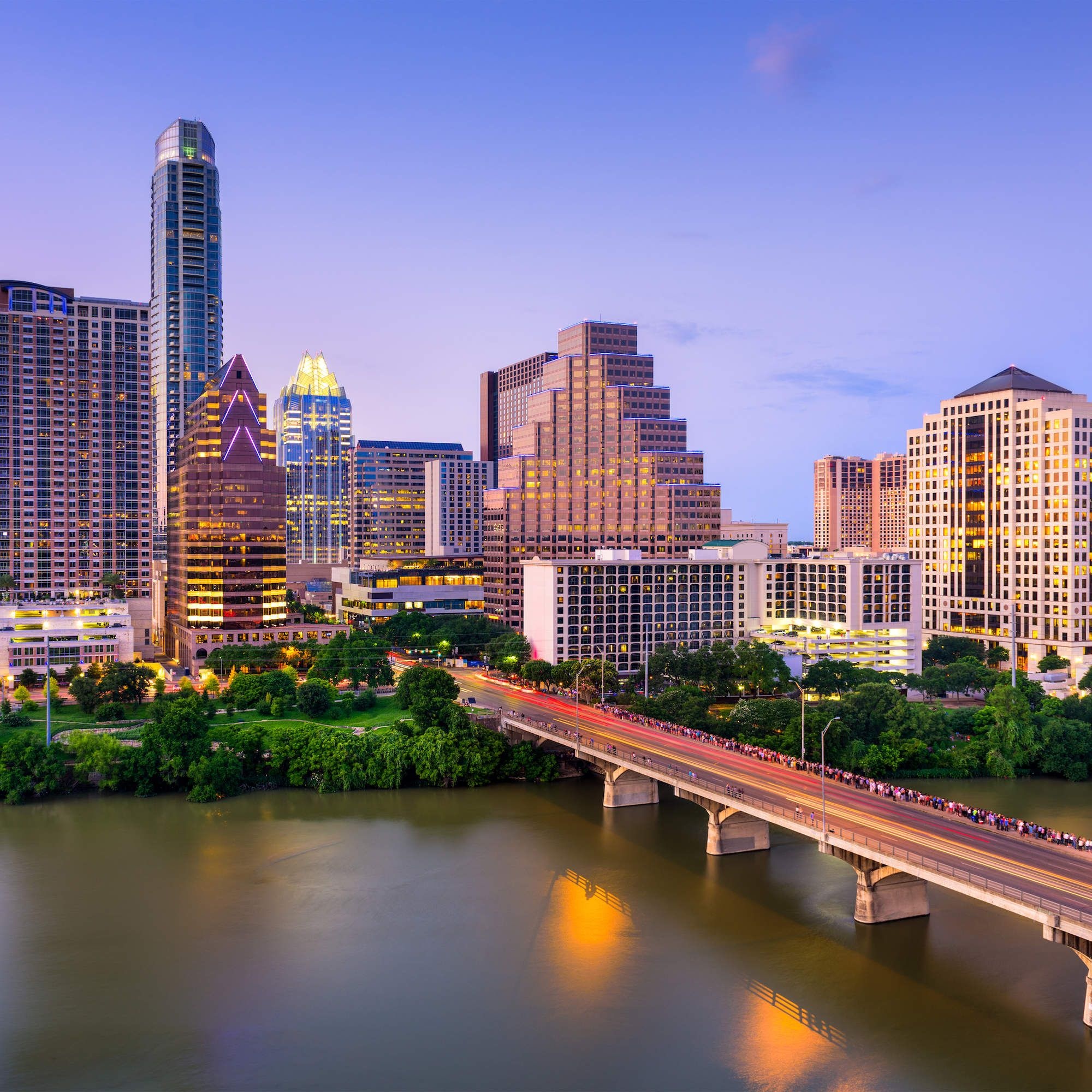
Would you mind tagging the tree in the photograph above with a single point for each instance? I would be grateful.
(538, 672)
(426, 693)
(830, 676)
(1052, 662)
(29, 768)
(943, 650)
(316, 697)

····················

WHAT IS BEING ASKED: Although the records contain pictures, only their text should be repeated, exactly as it appears.

ANSWER:
Would you mind tagging the tree in the photograph above with a single point for each instance? I would be grateful.
(538, 672)
(426, 693)
(830, 676)
(1052, 662)
(29, 768)
(943, 650)
(316, 697)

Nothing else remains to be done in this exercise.